Goal of the exercise:
The answer should be the lines from the one with "Text query: beige wall" through the final line of the entries, restated word for word.
[[ Material to process, beginning ]]
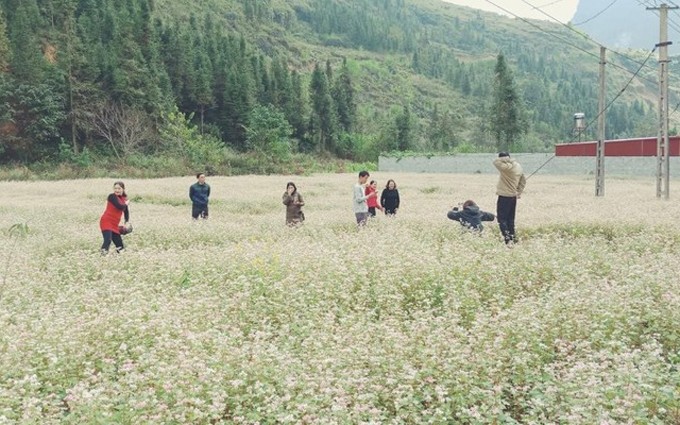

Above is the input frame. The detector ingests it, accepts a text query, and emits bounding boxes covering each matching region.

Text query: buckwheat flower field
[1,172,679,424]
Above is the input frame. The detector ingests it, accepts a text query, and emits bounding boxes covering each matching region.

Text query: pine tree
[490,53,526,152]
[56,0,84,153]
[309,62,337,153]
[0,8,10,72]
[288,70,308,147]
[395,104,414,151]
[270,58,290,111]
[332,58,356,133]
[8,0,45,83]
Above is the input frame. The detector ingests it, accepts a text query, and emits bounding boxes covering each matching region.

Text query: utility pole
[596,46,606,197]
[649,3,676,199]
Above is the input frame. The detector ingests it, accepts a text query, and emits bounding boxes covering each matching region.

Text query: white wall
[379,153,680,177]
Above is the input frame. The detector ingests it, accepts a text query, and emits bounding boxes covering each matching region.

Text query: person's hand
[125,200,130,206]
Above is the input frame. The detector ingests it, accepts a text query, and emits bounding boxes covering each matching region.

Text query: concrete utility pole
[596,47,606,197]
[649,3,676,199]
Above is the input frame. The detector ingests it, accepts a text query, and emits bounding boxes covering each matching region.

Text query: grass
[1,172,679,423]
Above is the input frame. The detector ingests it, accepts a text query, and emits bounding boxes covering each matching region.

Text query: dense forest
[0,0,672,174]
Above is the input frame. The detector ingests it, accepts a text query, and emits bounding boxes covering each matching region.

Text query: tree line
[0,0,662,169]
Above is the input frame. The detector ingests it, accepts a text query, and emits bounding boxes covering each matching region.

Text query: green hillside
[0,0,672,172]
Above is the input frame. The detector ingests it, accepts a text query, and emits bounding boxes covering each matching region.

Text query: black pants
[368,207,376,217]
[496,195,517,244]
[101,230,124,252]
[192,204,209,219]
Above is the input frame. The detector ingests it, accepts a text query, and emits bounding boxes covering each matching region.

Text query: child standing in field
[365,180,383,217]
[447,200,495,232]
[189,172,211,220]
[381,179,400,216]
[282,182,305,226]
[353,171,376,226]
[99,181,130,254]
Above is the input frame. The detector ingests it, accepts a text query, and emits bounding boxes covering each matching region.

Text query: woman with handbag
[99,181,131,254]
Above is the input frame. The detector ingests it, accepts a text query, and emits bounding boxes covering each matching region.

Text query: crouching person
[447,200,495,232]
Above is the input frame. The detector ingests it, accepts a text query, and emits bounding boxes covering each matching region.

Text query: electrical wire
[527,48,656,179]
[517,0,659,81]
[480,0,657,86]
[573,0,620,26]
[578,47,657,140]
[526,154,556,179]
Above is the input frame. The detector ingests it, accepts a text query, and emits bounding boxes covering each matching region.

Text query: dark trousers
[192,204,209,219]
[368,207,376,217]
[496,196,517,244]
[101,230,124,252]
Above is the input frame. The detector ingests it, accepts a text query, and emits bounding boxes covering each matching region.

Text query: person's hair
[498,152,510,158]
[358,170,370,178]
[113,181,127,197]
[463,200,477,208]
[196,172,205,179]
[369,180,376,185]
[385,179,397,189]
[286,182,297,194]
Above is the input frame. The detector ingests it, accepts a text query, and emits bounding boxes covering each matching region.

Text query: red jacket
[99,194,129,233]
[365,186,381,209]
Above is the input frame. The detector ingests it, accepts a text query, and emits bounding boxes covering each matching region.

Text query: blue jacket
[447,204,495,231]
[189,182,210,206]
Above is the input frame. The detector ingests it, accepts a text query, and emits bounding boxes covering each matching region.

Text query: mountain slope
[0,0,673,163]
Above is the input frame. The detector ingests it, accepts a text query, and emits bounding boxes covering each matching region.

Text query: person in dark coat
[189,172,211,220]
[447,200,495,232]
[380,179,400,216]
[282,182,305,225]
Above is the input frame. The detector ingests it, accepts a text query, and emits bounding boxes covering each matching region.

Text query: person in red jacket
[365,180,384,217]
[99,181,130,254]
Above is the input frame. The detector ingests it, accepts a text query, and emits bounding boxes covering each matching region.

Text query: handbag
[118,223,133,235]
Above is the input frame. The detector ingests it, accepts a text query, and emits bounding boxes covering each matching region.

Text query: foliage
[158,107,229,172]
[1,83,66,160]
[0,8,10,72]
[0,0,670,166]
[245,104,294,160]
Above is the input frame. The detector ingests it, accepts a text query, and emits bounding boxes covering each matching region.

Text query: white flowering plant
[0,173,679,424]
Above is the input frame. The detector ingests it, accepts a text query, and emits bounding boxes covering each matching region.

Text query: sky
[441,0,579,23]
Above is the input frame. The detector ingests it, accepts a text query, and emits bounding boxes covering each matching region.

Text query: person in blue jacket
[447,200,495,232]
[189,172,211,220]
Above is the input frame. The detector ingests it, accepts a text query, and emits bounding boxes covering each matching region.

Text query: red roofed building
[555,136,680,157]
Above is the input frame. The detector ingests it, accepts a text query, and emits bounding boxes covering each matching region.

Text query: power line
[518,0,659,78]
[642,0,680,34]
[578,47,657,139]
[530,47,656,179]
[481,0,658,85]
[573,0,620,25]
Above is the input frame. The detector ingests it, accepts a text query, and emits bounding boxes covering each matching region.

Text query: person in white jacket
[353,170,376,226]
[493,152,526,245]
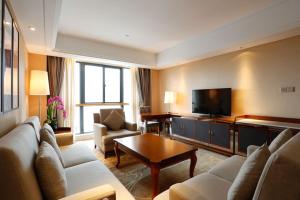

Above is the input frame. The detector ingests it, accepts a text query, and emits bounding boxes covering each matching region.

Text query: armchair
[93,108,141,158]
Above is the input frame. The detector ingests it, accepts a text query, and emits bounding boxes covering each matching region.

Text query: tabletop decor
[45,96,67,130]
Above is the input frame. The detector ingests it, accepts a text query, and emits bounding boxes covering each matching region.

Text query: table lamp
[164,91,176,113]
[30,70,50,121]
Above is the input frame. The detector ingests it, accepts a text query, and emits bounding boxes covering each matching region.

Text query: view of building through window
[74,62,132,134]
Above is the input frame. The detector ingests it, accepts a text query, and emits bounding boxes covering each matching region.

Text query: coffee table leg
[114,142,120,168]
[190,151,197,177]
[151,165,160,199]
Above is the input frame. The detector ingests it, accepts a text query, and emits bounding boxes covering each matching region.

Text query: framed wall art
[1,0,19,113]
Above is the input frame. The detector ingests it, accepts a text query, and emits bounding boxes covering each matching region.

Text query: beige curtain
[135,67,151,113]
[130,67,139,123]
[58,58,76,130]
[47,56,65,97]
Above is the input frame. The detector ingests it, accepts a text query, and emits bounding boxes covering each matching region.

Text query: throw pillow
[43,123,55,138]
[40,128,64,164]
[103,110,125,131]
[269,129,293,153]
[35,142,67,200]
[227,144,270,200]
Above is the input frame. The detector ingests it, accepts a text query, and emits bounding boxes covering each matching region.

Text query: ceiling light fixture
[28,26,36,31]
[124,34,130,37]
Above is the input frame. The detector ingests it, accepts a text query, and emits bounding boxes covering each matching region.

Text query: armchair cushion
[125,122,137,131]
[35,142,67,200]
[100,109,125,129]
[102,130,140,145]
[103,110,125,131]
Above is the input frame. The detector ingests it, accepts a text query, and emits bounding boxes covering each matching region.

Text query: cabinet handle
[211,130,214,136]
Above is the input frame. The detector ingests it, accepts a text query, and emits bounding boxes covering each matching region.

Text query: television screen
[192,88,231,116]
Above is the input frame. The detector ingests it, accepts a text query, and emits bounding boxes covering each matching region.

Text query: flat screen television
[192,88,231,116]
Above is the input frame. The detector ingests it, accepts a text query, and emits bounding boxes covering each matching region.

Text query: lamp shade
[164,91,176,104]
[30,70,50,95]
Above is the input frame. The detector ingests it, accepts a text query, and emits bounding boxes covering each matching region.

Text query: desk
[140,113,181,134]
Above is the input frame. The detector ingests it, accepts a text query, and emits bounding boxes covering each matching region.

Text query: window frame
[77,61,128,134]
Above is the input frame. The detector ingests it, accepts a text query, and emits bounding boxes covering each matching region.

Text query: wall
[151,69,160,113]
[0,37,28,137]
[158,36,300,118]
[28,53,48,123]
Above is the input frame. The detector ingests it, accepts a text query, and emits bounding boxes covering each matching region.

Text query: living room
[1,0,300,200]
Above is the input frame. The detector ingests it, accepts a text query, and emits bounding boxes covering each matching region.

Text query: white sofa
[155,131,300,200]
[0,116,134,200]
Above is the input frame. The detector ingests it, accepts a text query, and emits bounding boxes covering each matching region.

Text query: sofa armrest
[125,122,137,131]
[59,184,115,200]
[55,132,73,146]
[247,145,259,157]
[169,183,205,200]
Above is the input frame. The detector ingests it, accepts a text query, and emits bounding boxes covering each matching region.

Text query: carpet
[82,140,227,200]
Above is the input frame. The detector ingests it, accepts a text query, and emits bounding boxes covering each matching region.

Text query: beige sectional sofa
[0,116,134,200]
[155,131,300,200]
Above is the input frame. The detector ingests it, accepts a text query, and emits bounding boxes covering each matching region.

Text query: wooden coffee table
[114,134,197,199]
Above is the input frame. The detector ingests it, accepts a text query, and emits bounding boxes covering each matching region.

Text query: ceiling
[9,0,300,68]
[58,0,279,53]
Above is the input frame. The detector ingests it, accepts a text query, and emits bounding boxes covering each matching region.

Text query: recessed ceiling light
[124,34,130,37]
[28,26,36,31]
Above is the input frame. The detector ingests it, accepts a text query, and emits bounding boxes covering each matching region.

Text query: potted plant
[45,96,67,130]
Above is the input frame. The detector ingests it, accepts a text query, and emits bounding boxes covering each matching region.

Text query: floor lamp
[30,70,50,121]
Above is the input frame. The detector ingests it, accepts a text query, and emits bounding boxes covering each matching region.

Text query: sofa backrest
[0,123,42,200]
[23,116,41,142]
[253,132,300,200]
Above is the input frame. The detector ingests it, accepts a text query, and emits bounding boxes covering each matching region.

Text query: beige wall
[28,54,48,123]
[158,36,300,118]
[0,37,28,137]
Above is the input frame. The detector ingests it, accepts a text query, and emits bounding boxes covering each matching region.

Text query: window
[[ Material to process, end ]]
Written solution:
Text query: beige wall
[28,54,48,123]
[158,36,300,118]
[0,37,28,137]
Above is the input frame. The detector ingests it, accepts a text query, and emits bounding boxes covering each matching region.

Text query: window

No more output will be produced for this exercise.